Would you please output the records exactly as they appear below?
---
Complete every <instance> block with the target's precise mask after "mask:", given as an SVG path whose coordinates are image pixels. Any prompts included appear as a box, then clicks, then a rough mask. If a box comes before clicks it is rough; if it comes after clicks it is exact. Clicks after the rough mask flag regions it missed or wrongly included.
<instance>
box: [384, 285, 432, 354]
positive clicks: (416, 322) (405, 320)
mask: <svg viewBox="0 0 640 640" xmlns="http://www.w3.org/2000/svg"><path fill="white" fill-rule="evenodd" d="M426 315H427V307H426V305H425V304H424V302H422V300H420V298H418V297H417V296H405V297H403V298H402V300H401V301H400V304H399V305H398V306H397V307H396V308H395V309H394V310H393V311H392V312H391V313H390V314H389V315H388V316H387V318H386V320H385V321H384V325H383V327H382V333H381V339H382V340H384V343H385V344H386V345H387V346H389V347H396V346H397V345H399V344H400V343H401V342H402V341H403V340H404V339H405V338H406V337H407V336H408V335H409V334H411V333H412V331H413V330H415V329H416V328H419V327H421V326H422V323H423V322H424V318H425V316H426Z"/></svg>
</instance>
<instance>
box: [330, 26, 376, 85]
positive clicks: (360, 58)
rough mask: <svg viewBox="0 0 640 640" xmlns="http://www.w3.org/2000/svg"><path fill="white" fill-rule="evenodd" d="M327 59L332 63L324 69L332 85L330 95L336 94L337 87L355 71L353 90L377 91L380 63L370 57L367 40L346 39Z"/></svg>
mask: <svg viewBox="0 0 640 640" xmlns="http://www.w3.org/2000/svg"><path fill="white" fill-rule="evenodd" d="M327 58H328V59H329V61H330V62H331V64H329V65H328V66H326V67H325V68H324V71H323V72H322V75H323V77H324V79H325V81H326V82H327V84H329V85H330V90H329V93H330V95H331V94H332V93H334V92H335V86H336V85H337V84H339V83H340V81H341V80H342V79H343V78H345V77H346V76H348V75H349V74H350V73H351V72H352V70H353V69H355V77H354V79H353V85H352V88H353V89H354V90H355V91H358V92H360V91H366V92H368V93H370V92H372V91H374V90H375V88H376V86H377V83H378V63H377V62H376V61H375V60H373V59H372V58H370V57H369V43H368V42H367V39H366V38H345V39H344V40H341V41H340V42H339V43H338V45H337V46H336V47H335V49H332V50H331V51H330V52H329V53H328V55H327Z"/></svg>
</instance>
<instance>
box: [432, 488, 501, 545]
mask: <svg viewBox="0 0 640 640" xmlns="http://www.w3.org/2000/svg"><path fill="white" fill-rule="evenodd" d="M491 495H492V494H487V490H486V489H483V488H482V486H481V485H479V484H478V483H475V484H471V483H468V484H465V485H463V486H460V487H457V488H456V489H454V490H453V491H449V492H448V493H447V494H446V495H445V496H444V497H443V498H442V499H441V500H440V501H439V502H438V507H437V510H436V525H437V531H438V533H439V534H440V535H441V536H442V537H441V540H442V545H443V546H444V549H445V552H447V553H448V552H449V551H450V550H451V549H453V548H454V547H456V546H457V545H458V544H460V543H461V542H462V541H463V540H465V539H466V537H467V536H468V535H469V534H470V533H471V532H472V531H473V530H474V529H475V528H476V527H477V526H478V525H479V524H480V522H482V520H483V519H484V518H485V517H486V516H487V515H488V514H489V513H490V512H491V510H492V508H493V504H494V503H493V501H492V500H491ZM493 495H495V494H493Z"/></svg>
---
## RESULT FOR THIS TASK
Complete every <instance> block with the target's precise mask after "mask:", given as an SVG path whose coordinates are image pixels. Any prompts included appear as a box, then clicks, then a rough mask. If a box comes before clicks it is rough; if it comes after clicks it is exact. Clicks after the rough mask flag regions it missed or wrongly included.
<instance>
box: [384, 285, 432, 354]
positive clicks: (416, 322) (405, 320)
mask: <svg viewBox="0 0 640 640" xmlns="http://www.w3.org/2000/svg"><path fill="white" fill-rule="evenodd" d="M426 315H427V307H426V305H425V304H424V302H422V300H420V298H418V297H417V296H405V297H403V298H402V300H401V301H400V304H399V305H398V306H397V307H396V308H395V309H394V310H393V311H392V312H391V313H390V314H389V315H388V316H387V318H386V320H385V321H384V325H383V327H382V333H381V339H382V340H384V343H385V344H386V345H387V346H389V347H396V346H397V345H399V344H400V343H401V342H402V341H403V340H404V339H405V338H406V337H407V336H408V335H409V334H411V333H412V331H413V330H415V329H416V328H419V327H421V326H422V323H423V322H424V318H425V316H426Z"/></svg>
</instance>
<instance>
box: [330, 26, 376, 85]
positive clicks: (360, 58)
rough mask: <svg viewBox="0 0 640 640" xmlns="http://www.w3.org/2000/svg"><path fill="white" fill-rule="evenodd" d="M327 59L332 63L324 69L332 85L330 95L336 94L337 87L355 71L353 90L377 91L380 63L370 57L367 40L346 39Z"/></svg>
mask: <svg viewBox="0 0 640 640" xmlns="http://www.w3.org/2000/svg"><path fill="white" fill-rule="evenodd" d="M327 58H328V59H329V61H330V62H331V64H329V65H328V66H326V67H325V68H324V71H323V72H322V75H323V77H324V79H325V81H326V82H327V84H329V85H330V90H329V93H330V95H331V94H332V93H334V92H335V86H336V85H337V84H339V83H340V81H341V80H342V79H343V78H345V77H346V76H348V75H349V74H350V73H351V72H352V70H353V69H355V77H354V79H353V85H352V88H353V89H354V90H355V91H358V92H360V91H366V92H368V93H370V92H372V91H374V90H375V88H376V86H377V83H378V63H377V62H376V61H375V60H373V59H372V58H370V57H369V43H368V42H367V39H366V38H345V39H344V40H341V41H340V42H339V43H338V45H337V46H336V47H335V49H332V50H331V51H330V52H329V53H328V55H327Z"/></svg>
</instance>
<instance>
box: [432, 488, 501, 545]
mask: <svg viewBox="0 0 640 640" xmlns="http://www.w3.org/2000/svg"><path fill="white" fill-rule="evenodd" d="M491 495H492V494H487V490H486V489H483V488H482V486H481V485H479V484H478V483H475V484H471V483H468V484H465V485H463V486H460V487H457V488H456V489H454V490H453V491H449V492H448V493H447V494H446V495H445V496H444V497H443V498H442V499H441V500H440V501H439V502H438V507H437V510H436V525H437V531H438V533H439V534H440V535H441V536H442V537H441V540H442V545H443V546H444V549H445V552H447V553H448V552H449V551H450V550H451V549H453V548H454V547H456V546H457V545H458V544H460V543H461V542H462V541H463V540H465V539H466V537H467V536H468V535H469V534H470V533H471V532H472V531H473V530H474V529H475V528H476V527H477V526H478V525H479V524H480V522H482V520H483V519H484V518H485V517H486V516H487V515H488V514H489V513H490V512H491V510H492V508H493V504H494V503H493V501H492V500H491ZM493 495H495V494H493Z"/></svg>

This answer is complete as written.